- **Verilen Metin**:
——

%98 başarı ne demektir?
Bir satış şirketindeyseniz, bu oran kulağa oldukça etkileyici gelebilir. Satış hedeflerine sürekli bir biçimde %98 oranında uyan bir satış ekibi, büyük ihtimalle oldukça mutludur. Ancak bu rakamı doğru değerlendirebilmek için bağlamı anlamak gerekir. Bu başarı, genelde büyük bir çabayı ve istikrarı temsil etse de, geride kalan %2’nin ne ifade ettiğini sormak bazen hayati öneme sahip olabilir. Örneğin, süt satan bir markette %98’lik başarı oranı, satılan her 1000 adet sütten 20 çocuğun zehirlenmesi demek olabilir; ya da günde 100 milyon TL'lik işlem yapan bir banka şubesinin ayda 60 milyon TL açık vermesine sebebiyet verebilir. Bu örnekler, bağlamın ne kadar önemli olduğunu açıkça göstermektedir.
Mükemmel, Mükemmellik ve Mükemmeliyetçilik
Mükemmel, Türk Dil Kurumu (TDK) tarafından "eksiksiz, kusursuz, tamamlanmış" anlamında tanımlanmaktadır. Bu, bir şeyin ya da bir durumun ideal veya en iyi haliyle olması durumunu ifade eder.
Mükemmellik, mükemmel olma durumu ya da niteliği olarak tanımlanır. Mükemmellik, bir hedefe ulaşmanın ötesinde, sürekli bir iyileşme ve kendini geliştirme sürecini kapsar. Antik Yunan’dan günümüze kadar mükemmellik, hem bireysel hem de toplumsal başarıların merkezinde yer almıştır.

——

- **Görevler**:
**1)** Mükemmellik üzerine yazıdaki "Bu örnekler, bağlamın ne kadar önemli olduğunu açıkça göstermektedir." cümlesini İngilizceye çevirin.
**2)** Lütfen mükemmellik üzerine yazıda "Mükemmel, Mükemmellik ve" ile "merkezinde yer almıştır." arasındaki bölümü, ikisi de dahil olmak üzere, "Antik Yunan" yerine "Eski Yunan" koyarak düzenleyin ve yeniden yazın.
**3)** Mükemmellik üzerine yazıyı, bittiği yerden itibaren yazmayı sürdürün.

——

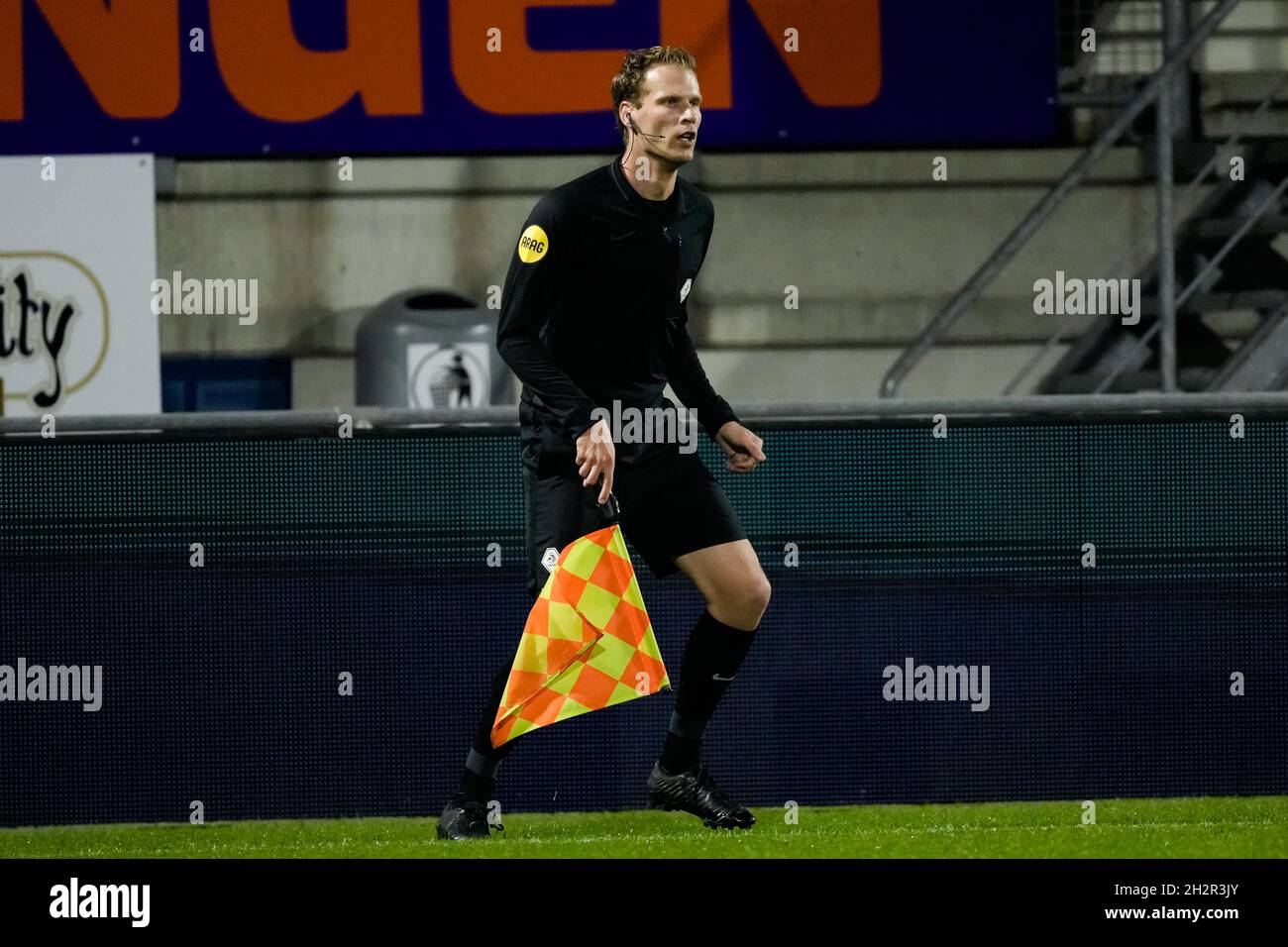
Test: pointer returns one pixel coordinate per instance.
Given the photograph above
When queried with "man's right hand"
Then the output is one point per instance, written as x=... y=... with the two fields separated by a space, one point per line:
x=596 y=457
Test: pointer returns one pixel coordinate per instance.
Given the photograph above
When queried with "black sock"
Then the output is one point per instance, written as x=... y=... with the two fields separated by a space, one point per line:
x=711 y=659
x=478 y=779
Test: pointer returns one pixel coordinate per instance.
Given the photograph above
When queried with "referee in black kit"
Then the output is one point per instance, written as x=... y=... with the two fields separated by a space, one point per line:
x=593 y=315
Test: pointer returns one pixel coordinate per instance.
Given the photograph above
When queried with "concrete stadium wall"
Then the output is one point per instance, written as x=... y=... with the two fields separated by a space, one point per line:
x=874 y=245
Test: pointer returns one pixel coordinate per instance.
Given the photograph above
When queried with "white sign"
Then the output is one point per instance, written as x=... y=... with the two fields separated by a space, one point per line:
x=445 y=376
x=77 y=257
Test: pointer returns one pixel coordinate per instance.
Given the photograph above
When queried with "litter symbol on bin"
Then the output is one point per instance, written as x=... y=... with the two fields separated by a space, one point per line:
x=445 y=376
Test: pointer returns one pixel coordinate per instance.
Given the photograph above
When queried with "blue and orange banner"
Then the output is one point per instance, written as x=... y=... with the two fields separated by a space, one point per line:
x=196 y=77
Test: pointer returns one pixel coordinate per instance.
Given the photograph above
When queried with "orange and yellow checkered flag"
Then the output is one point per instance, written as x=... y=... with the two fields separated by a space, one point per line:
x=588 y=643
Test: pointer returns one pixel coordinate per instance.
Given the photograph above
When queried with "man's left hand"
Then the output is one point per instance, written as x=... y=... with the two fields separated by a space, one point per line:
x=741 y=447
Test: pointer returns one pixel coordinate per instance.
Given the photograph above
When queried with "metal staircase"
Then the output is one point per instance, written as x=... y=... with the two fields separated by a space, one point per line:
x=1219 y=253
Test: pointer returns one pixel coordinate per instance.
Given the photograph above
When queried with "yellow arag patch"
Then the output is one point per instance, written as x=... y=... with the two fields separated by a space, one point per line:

——

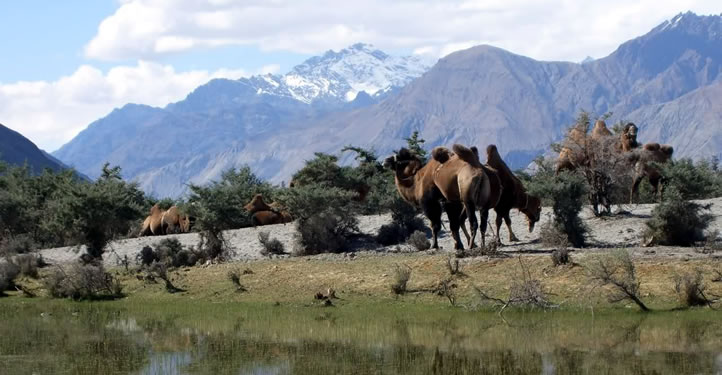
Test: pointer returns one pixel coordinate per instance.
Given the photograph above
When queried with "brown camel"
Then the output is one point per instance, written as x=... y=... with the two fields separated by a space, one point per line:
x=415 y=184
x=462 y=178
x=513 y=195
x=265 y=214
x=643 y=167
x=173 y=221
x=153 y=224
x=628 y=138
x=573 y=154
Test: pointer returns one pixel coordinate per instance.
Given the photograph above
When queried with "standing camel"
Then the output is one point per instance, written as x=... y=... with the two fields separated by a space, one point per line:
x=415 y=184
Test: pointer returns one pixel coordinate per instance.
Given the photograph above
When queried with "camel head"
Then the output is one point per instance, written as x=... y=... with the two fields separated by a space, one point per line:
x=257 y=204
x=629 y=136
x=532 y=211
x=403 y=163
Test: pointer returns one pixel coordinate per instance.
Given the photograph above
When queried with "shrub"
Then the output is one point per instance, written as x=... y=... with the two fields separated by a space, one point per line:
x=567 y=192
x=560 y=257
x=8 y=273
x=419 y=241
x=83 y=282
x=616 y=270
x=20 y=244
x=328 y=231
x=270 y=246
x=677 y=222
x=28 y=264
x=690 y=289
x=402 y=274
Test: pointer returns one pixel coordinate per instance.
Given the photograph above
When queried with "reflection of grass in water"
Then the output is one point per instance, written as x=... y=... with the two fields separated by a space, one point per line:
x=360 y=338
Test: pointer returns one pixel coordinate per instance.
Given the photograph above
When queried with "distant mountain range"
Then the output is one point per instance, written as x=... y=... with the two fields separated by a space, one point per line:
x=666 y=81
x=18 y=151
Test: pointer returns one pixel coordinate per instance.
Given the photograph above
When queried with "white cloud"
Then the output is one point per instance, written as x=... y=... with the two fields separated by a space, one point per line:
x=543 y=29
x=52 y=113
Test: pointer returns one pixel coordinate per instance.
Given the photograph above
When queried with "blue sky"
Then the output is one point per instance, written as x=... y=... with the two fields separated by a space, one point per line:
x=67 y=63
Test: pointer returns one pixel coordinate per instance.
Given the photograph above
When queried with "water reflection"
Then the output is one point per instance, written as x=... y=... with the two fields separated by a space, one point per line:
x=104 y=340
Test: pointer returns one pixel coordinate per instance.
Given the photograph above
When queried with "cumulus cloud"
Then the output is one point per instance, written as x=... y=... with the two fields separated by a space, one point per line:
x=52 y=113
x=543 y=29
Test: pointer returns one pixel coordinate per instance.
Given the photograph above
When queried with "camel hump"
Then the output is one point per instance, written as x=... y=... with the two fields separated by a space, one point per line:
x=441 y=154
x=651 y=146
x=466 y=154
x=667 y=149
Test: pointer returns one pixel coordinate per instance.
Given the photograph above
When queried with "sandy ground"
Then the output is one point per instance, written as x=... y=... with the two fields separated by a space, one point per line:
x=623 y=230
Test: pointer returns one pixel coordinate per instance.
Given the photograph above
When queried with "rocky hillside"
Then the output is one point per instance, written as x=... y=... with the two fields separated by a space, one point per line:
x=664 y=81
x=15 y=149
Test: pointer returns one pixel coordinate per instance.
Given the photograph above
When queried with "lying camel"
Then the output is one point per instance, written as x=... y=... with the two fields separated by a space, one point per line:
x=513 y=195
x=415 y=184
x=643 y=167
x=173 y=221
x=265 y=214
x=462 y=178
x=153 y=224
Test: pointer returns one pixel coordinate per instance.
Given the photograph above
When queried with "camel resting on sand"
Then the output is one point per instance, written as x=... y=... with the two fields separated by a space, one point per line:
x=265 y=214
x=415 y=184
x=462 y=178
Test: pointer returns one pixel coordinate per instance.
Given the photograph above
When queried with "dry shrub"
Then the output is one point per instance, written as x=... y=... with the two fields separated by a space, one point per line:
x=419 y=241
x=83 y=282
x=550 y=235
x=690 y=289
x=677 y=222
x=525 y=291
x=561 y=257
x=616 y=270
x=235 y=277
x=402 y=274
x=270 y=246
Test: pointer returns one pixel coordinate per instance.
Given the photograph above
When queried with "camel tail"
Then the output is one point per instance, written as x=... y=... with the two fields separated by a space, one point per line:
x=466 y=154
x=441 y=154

——

- **Yanıtlar**:
**1)** These examples clearly show how important context is.

**2)**
Mükemmel, Mükemmellik ve Mükemmeliyetçilik
Mükemmel, Türk Dil Kurumu (TDK) tarafından "eksiksiz, kusursuz, tamamlanmış" anlamında tanımlanmaktadır. Bu, bir şeyin ya da bir durumun ideal veya en iyi haliyle olması durumunu ifade eder.
Mükemmellik, mükemmel olma durumu ya da niteliği olarak tanımlanır. Mükemmellik, bir hedefe ulaşmanın ötesinde, sürekli bir iyileşme ve kendini geliştirme sürecini kapsar. Eski Yunan’dan günümüze kadar mükemmellik, hem bireysel hem de toplumsal başarıların merkezinde yer almıştır.

**3)**
Mükemmeliyetçilik ise, "her konuda en iyiyi arama, eksiksiz olma isteği ve bu doğrultuda sürekli bir çaba gösterme eğilimi" olarak tanımlanabilir. Psikolojik açıdan bakıldığında, mükemmeliyetçilik hem olumlu (uyumlu mükemmeliyetçilik) hem de olumsuz (uyumsuz mükemmeliyetçilik) sonuçlar doğurabilir.
Bu üç kavram, sıklıkla birbirine karıştırılsa da aralarındaki fark kritiktir: mükemmel belirli bir standarda ulaşmış sonucu ifade ederken, mükemmellik bu standarda ulaşma yolculuğunu ve çabayı içerir. Mükemmeliyetçilik ise, bu çabayı motive eden bir güç olabileceği gibi, aşırıya kaçıldığında sağlıksız bir baskıya dönüşebilir. Doğru yönetildiğinde, mükemmeliyetçilik kişisel ve profesyonel gelişimin itici gücü olabilir; ancak dengesiz bir yaklaşım, tükenmişlik ve hayal kırıklığı yaratabilir.
Tarihsel Perspektif
Mükemmellik kavramı farklı dönemlerde farklı şekillerde ele alınmıştır. Antik Yunan’da Aristoteles, mükemmelliği bir varlığın doğasına uygun olarak en iyi haline ulaşması olarak tanımlamıştır. Ona göre, her şeyin bir amacı vardır ve mükemmellik, bu amaca uygun işleyişte bulunur.
Orta Çağ’da ise mükemmellik daha çok dini bir kavram olarak ele alınmıştır. İlahi plana uyum, mükemmelliğin ölçütü olarak görülmüştür. Thomas Aquinas, mükemmelliği Tanrı’nın niyetine en uygun haliyle var olmak şeklinde tanımlamıştır.
Modern dönemde mükemmel kavramı genellikle bireylerin veya kuruluşların ideal olarak gördükleri en yüksek standardı temsil eder. Bu, bir üründen bir hizmete, bir kişinin performansından bir toplumun işleyişine kadar her alanda "eksiksiz" olmak olarak algılanır. Ancak bu bağlamda mükemmel çoğu zaman ulaşılması zor veya göreceli bir kavram olarak kalır. Bu nedenle modern çağda mükemmel kavramı, çoğu zaman süreçten çok sonuca odaklanan bir bakış açısıyla değerlendirilir.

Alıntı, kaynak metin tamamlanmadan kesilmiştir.